*What you will do*.
1 - According to the PSHE/RSE page, what does RSE stand for?
2 - Continue the PSHE/RSE page from where it stops.

──────── Excerpted text

PSHE/RSE
A key priority at Heathfield Primary School is to ensure that all of our children are healthy and happy, both at school and in their wider lives. One of the most impactful ways in which we do this is through delivering lessons and educational content around PSHE (personal, social, health and economic education) and RSE (Relationship and Sex Education).
To ensure our children become well rounded, happy and healthy individuals, our PSHE and RSE curriculum covers a wide range of topics and themes which include:
Health and Wellbeing
• What constitutes a healthy lifestyle, including the benefits of physical activity, rest, a healthy diet and dental health, and how to maintain it.
• To recognise what they like and dislike.
• To make informed choices that improve their physical and emotional health, and to understand that choices can have good and bad consequences.
• To think about themselves, learn from their experiences, recognise and celebrate their strengths, and set themselves simple but challenging goals.
• To recognise positive and negative feelings, develop a vocabulary to talk about their feelings, and master simple strategies for managing their feelings.
• About change and loss, such as moving home and losing toys, pets or friends, and the associated feelings.
• The importance of personal hygiene and how to maintain it.
• How some diseases are spread and can be controlled; the responsibilities they have for their own health and others’; simple skills to prevent diseases from spreading.

────────────────
──────── Raw data

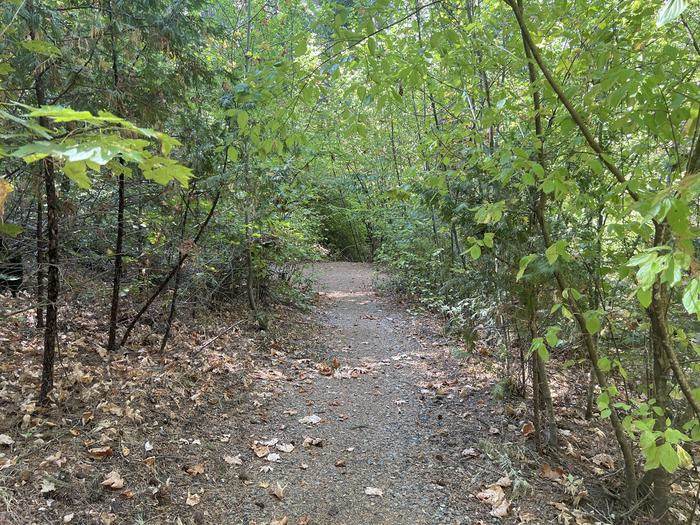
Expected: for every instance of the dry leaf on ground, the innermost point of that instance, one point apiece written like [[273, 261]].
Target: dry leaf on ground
[[285, 447], [193, 499], [196, 470], [113, 481], [313, 419], [259, 450], [493, 495], [234, 460], [603, 460], [100, 452], [279, 491]]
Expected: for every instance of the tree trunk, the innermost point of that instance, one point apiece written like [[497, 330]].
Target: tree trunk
[[119, 248], [53, 277], [40, 259], [116, 284]]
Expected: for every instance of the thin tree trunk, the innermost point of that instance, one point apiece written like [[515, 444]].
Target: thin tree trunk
[[164, 283], [40, 258], [176, 288], [118, 264], [53, 278], [121, 203]]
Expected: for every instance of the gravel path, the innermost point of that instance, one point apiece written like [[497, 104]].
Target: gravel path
[[385, 427]]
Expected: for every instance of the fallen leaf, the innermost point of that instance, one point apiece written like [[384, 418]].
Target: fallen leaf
[[553, 473], [107, 518], [313, 419], [113, 481], [259, 450], [527, 429], [493, 495], [196, 470], [315, 442], [285, 447], [603, 460], [192, 499], [373, 491], [100, 452], [47, 486], [234, 460], [504, 482], [279, 491]]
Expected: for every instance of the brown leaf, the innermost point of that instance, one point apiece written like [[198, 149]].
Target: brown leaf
[[114, 481], [315, 442], [193, 499], [373, 491], [259, 450], [107, 518], [553, 473], [493, 495], [279, 491], [603, 460], [100, 452], [527, 429], [234, 460], [196, 470]]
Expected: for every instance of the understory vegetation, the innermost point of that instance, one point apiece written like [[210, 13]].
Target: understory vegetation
[[528, 170]]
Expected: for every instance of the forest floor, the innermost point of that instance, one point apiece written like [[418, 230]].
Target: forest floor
[[359, 412]]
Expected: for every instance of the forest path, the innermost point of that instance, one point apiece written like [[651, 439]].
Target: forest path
[[386, 421]]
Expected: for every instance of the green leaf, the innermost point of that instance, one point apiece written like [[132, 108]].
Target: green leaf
[[41, 47], [691, 297], [644, 296], [668, 458], [242, 120], [475, 251], [524, 262], [592, 318], [76, 171], [11, 230], [671, 10]]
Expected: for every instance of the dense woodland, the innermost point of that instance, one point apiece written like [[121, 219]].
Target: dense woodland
[[529, 170]]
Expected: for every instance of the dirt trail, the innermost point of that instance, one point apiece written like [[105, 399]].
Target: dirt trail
[[380, 422]]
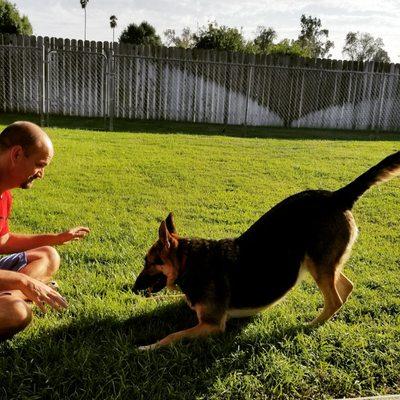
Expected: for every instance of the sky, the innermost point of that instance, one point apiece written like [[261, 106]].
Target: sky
[[65, 18]]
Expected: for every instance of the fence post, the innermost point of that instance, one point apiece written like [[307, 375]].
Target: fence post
[[42, 71], [111, 77], [249, 83]]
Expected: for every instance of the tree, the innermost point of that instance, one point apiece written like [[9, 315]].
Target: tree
[[264, 39], [185, 41], [113, 24], [219, 38], [140, 34], [313, 38], [84, 4], [11, 21], [287, 47], [363, 47]]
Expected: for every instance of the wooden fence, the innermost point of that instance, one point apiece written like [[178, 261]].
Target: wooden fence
[[70, 77]]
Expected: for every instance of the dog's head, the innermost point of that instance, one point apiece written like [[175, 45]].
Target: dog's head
[[159, 264]]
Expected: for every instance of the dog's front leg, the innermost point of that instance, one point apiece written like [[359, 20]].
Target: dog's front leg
[[202, 329]]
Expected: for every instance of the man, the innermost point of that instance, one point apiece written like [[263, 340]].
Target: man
[[25, 151]]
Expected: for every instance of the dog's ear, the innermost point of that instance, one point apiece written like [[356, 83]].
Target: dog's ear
[[164, 235], [170, 223]]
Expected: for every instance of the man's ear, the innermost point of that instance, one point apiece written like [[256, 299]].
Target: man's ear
[[164, 235], [170, 223], [16, 153]]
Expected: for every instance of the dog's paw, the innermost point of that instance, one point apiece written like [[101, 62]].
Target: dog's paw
[[147, 348]]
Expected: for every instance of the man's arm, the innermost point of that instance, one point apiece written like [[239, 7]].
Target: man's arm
[[14, 243]]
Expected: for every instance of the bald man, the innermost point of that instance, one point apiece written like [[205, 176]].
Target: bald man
[[25, 151]]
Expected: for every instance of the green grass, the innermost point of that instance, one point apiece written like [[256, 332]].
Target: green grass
[[121, 185]]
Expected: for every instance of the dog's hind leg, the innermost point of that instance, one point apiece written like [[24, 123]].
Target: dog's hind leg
[[332, 299], [329, 280], [344, 286]]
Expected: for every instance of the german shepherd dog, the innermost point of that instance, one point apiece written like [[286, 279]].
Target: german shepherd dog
[[313, 231]]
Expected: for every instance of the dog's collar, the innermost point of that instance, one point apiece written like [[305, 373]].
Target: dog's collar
[[182, 268]]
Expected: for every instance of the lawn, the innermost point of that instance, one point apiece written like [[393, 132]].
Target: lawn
[[121, 184]]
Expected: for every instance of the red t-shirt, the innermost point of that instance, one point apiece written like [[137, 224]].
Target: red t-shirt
[[5, 210]]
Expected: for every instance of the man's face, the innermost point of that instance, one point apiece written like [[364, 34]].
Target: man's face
[[32, 166]]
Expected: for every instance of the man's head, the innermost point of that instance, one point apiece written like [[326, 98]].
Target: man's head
[[27, 150]]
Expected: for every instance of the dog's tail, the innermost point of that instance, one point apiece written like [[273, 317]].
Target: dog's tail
[[381, 172]]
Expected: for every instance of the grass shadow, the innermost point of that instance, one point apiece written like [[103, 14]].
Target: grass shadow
[[94, 357]]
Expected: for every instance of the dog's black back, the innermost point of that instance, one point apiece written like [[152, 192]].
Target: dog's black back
[[261, 265]]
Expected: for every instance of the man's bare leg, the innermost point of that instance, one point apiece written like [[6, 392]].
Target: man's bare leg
[[43, 263], [15, 314]]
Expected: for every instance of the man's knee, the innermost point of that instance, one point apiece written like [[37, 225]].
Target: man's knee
[[53, 259], [16, 316]]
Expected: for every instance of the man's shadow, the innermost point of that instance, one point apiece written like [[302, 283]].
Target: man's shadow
[[93, 353]]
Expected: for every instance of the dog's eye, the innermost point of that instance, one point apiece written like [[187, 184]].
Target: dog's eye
[[158, 261]]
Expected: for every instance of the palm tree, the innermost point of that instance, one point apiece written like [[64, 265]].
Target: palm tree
[[84, 4], [113, 23]]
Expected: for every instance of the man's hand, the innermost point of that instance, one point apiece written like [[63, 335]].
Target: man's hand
[[41, 294], [73, 234]]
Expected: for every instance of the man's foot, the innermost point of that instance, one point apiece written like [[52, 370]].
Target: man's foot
[[54, 285]]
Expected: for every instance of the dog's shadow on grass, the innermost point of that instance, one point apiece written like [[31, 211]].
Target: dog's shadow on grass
[[103, 353]]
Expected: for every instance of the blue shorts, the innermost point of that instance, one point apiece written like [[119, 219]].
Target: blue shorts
[[13, 262]]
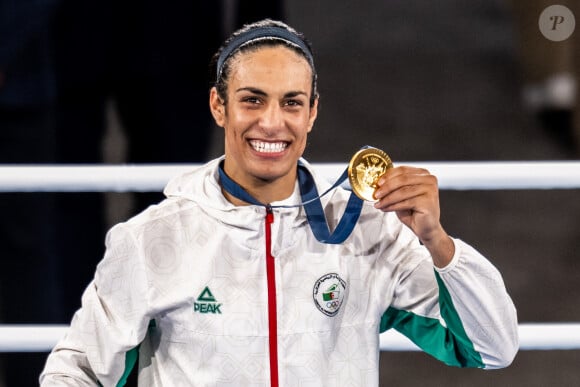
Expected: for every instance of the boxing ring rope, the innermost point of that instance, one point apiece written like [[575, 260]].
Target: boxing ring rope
[[514, 175], [141, 178], [533, 336]]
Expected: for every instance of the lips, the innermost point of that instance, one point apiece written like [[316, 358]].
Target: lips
[[268, 147]]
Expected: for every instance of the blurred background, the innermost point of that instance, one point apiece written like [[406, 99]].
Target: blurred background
[[101, 82]]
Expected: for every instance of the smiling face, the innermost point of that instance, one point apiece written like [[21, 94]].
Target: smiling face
[[266, 120]]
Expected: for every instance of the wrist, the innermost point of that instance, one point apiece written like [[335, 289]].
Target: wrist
[[441, 247]]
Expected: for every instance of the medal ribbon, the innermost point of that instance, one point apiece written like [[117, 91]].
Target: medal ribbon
[[311, 202]]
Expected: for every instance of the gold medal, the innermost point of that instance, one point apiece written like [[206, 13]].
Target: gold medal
[[364, 170]]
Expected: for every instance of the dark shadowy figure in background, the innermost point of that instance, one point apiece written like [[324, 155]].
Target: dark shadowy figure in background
[[150, 60], [550, 73], [28, 270]]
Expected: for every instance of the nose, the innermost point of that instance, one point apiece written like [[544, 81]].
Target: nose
[[272, 117]]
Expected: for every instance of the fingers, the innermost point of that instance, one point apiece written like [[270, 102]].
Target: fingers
[[400, 187]]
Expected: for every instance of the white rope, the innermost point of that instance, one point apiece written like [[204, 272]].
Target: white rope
[[552, 336], [140, 178]]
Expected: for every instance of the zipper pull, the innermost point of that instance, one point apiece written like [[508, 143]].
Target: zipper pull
[[269, 214]]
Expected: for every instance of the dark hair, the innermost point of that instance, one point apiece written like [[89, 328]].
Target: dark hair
[[266, 32]]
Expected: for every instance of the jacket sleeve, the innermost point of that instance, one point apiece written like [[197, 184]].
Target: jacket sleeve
[[460, 314], [101, 345]]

────────────────

*Responses per task*.
1 - Relationship and Sex Education

2 -
• How we grow from young to old, and how people’s needs change.
• About growing and changing and new opportunities and responsibilities that come with increasing independence.
• The names for the main parts of the body, including ‘private areas’, and the physical similarities and differences between boys and girls.
• That household products, including medicines, can be harmful if not used properly.
• How to keep physically and emotionally safe, including online, on roads, when cycling and around railways, water and fire.
• About people who look after them, their family networks, who to go to if they’re worried, and how to attract their attention.
• About how they can help the people who look after them to protect them more easily.
• To recognise that they share a responsibility for keeping themselves and others safe, know when to say ‘yes,’ ‘no,’ ‘I’ll ask’ and ‘I’ll tell,’ and know that they don’t have to keep secrets.
• About privacy, their right to keep things private, and the importance of respecting others’ privacy.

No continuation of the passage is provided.